[begin EXCERPT]
Mr. Parnian supported his testimony with, among other things, 19 rent receipts, from December 1997 through April 2011, each signed by Ms. Zawistowski and indicating that it was for “1807 Bogart Ave. Apt.”; a W–2 wage and tax statement for 1997 indicating that his employer was “Sovereign Building Corp. DIP,” that he earned over $17,000.00 that year, and that his address was 1807 Bogart Avenue; a notice of termination dated August 4, 2011, which lists the premises as 1807 Bogart Avenue, “ALL ROOMS–APARTMENT Apartment 1ST FLOOR used for Dwelling purposes”; and the notice of termination dated March 1, 2012, served as a predicate to this proceeding, which states that the subject premises is used “for Business purposes.” In addition, the Court agreed to take judicial notice of the court file in Mr. Parnian's July 2011 HP action. In that case, Ms. Zawistowski, who was represented by counsel, agreed to correct the six violations found by the Department of Housing Preservation and Development on August 4, 2011, and further agreed that the Housing Court would retain continuing jurisdiction over the case. It does not appear that she objected to the Housing Court's jurisdiction or claimed that the petition should be dismissed because the Unit was rented for business purposes, or for any other reason.

The HP action is entitled Parnian v. Zawistowski, and bears the index number 41735/11.

On cross-examination, Mr. Parnian testified that at the time he rented the Unit he worked in construction and that a few years later, in 1999 or 2000, he began to study computers; that Ms. Zawistowski told him that the Unit was not Rent Stabilized; that the Unit was not registered with DHCR; and that he last paid rent in May or June 2011.

Frank Camaradella testified that he lived in apartment 1 on the first floor of 1807 Bogart Avenue from 1991 to 1995; that his father helped him find the apartment; that he did not have a lease; that his rent was $500.00 per month; and that the rent was fair.

Petitioner's Rebuttal Evidence

Because Frank Camaradella, whom Mr. Parnian had subpoenaed to testify on his behalf, did not appear on the September 13, 2012 court date, petitioner presented her rebuttal case on that date. Mr. Camaradella did not testify until November 9th.

On petitioner's rebuttal case, Barbara Chmielewski testified that Mr. Parnian moved into the Unit in 1996; that prior to that the Unit was “always commercial”; that it had been used as a doctor's office and then for a seamstress business; and that nothing in the Unit had been renovated.

On cross-examination, Ms. Chmielewski testified that the rent receipts that Mr. Parnian offered in evidence did not specify what kind of apartment they were for. In response to the Court's questions, she stated that although she had not been in the Unit since Mr. Parnian moved in, she was there a few days before he did so; that at that time there was a kitchen and a bathroom with a shower; that Mr. Camaradella was the prior tenant, and lived there from 1991 or 1992 to 1996; and that Mr. Camaradella's father rented the Unit for himself, to be used for his construction business, and then “abandoned his son there.”
[end EXCERPT]
[begin RECORD SET]
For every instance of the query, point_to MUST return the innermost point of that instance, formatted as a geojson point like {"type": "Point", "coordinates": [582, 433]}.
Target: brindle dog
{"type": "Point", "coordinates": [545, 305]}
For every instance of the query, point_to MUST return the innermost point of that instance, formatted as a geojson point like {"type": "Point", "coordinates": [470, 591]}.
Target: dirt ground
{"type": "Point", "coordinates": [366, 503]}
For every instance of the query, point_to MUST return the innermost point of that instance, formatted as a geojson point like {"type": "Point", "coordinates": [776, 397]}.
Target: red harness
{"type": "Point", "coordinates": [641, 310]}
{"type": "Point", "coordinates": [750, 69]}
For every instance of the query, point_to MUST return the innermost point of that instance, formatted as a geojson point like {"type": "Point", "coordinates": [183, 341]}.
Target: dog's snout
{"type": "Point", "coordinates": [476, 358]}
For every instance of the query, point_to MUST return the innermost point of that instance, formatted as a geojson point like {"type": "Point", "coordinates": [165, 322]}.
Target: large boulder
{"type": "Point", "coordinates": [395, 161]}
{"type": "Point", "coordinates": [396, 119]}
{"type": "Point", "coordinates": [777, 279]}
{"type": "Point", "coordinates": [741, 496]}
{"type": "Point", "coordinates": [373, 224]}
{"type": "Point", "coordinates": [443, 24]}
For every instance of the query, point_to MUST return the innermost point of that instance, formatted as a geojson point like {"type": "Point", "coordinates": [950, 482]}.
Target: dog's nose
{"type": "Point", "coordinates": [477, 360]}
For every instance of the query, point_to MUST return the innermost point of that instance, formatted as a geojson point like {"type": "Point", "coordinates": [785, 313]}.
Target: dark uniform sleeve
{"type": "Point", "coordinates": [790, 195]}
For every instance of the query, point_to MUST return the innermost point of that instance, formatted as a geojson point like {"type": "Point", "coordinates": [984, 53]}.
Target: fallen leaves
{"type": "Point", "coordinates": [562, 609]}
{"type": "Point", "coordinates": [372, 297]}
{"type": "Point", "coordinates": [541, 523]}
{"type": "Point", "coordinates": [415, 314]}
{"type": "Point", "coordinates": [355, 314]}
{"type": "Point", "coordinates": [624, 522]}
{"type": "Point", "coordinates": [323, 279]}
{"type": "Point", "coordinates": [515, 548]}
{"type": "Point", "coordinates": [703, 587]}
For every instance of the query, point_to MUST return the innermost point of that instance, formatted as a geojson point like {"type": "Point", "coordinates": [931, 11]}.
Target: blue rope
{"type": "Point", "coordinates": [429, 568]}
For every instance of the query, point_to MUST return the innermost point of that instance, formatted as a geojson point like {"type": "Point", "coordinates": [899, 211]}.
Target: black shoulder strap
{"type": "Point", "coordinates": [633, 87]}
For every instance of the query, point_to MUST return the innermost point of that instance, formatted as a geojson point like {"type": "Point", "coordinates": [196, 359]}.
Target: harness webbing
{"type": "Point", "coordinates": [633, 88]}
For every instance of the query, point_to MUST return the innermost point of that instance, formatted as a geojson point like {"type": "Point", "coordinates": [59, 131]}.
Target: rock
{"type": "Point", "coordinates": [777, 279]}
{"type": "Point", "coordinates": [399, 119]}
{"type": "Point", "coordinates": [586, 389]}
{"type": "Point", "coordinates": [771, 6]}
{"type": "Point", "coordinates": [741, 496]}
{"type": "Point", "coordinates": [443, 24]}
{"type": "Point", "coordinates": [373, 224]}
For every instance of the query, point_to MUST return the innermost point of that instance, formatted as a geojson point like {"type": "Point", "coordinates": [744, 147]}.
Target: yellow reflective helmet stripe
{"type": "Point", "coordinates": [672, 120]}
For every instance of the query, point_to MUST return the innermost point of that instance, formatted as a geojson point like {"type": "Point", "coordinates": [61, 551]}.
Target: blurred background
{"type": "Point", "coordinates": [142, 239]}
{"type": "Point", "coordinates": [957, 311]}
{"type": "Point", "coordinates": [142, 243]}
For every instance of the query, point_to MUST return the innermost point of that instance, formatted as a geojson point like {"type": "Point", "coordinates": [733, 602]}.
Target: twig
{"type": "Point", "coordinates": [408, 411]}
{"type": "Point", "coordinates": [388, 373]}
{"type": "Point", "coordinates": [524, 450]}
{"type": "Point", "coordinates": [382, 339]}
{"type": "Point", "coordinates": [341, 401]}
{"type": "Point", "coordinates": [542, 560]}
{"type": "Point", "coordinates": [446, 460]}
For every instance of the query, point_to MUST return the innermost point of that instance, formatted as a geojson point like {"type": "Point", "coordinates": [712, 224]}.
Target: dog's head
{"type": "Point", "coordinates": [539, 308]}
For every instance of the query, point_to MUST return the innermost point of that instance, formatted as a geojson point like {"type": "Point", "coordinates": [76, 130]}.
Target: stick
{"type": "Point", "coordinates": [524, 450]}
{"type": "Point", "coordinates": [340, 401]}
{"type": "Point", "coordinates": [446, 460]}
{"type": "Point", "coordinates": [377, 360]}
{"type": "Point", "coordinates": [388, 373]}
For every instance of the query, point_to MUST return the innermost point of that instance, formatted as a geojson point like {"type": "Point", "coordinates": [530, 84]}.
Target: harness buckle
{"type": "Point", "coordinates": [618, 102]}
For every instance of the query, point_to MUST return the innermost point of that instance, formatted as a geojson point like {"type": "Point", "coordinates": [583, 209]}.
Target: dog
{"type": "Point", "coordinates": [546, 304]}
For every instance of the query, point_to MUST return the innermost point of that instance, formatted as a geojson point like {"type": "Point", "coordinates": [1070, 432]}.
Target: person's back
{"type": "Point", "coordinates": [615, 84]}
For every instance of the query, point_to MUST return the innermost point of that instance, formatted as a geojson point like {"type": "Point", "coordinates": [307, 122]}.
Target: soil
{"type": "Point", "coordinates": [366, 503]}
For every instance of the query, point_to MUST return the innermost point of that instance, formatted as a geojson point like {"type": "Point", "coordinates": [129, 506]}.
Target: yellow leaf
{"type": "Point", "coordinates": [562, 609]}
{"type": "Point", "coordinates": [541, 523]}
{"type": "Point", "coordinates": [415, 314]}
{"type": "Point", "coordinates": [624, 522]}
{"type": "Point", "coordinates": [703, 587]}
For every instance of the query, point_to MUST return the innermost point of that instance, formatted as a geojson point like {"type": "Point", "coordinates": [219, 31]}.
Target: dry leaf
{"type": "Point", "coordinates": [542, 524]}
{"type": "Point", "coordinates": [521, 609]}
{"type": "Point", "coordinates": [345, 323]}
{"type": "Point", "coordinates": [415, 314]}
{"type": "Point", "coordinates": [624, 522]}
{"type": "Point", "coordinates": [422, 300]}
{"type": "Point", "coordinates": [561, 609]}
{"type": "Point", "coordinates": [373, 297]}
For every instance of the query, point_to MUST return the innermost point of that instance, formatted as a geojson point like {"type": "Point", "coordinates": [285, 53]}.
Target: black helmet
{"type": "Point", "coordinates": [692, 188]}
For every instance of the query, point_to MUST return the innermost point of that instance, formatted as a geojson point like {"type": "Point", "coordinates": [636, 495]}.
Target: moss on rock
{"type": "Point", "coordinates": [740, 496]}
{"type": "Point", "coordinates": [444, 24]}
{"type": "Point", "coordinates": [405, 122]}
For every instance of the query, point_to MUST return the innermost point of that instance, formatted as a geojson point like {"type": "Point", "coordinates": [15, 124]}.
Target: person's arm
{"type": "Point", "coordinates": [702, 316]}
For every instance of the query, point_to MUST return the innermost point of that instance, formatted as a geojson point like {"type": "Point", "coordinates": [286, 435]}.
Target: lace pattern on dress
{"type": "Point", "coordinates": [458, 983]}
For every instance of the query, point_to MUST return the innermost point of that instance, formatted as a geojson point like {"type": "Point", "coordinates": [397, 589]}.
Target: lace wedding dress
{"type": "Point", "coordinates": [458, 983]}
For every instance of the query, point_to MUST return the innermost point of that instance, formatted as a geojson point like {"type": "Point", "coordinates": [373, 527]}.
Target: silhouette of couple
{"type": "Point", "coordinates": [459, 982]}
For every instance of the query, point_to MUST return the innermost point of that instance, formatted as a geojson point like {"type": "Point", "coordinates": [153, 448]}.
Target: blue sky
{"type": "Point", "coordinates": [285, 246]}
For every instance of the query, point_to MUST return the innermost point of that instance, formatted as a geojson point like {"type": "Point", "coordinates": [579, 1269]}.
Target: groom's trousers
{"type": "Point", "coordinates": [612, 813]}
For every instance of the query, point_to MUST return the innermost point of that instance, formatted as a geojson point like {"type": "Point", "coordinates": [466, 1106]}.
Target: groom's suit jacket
[end RECORD SET]
* _YOUR TASKS_
[1] From the court excerpt, list each document it names as supporting Mr. Parnian's testimony.
[2] Reproduce word for word the passage of the court excerpt that begins at the words "Frank Camaradella testified" and stops after "had been renovated.".

* _SOLUTIONS IN ORDER_
[1]
- 19 rent receipts, from December 1997 through April 2011, each signed by Ms. Zawistowski and marked as being for "1807 Bogart Ave. Apt."
- A 1997 W–2 wage and tax statement
- A notice of termination dated August 4, 2011
- The notice of termination dated March 1, 2012

[2]
Frank Camaradella testified that he lived in apartment 1 on the first floor of 1807 Bogart Avenue from 1991 to 1995; that his father helped him find the apartment; that he did not have a lease; that his rent was $500.00 per month; and that the rent was fair.

Petitioner's Rebuttal Evidence

Because Frank Camaradella, whom Mr. Parnian had subpoenaed to testify on his behalf, did not appear on the September 13, 2012 court date, petitioner presented her rebuttal case on that date. Mr. Camaradella did not testify until November 9th.

On petitioner's rebuttal case, Barbara Chmielewski testified that Mr. Parnian moved into the Unit in 1996; that prior to that the Unit was “always commercial”; that it had been used as a doctor's office and then for a seamstress business; and that nothing in the Unit had been renovated.